::: Dataset content
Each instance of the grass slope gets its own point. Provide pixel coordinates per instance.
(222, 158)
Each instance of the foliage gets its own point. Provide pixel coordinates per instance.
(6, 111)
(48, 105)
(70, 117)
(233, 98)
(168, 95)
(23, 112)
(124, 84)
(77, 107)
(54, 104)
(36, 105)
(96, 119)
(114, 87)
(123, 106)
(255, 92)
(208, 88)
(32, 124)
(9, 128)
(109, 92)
::::::
#### Direction
Convert every line of the rows above into a JSON list of strings, with one string per line and any blank lines omitted.

#### Solution to this task
[
  "Each instance of the grass slope gets its own point. Provide pixel coordinates per instance.",
  "(222, 158)",
  "Each instance of the foliage gets its own point. Provide pixel coordinates per instance.",
  "(6, 111)",
  "(48, 105)",
  "(70, 117)",
  "(233, 98)",
  "(168, 95)",
  "(23, 112)",
  "(124, 84)",
  "(77, 107)",
  "(54, 104)",
  "(36, 105)",
  "(96, 119)",
  "(114, 87)",
  "(123, 106)",
  "(255, 92)",
  "(208, 88)",
  "(32, 124)",
  "(9, 128)",
  "(109, 92)"
]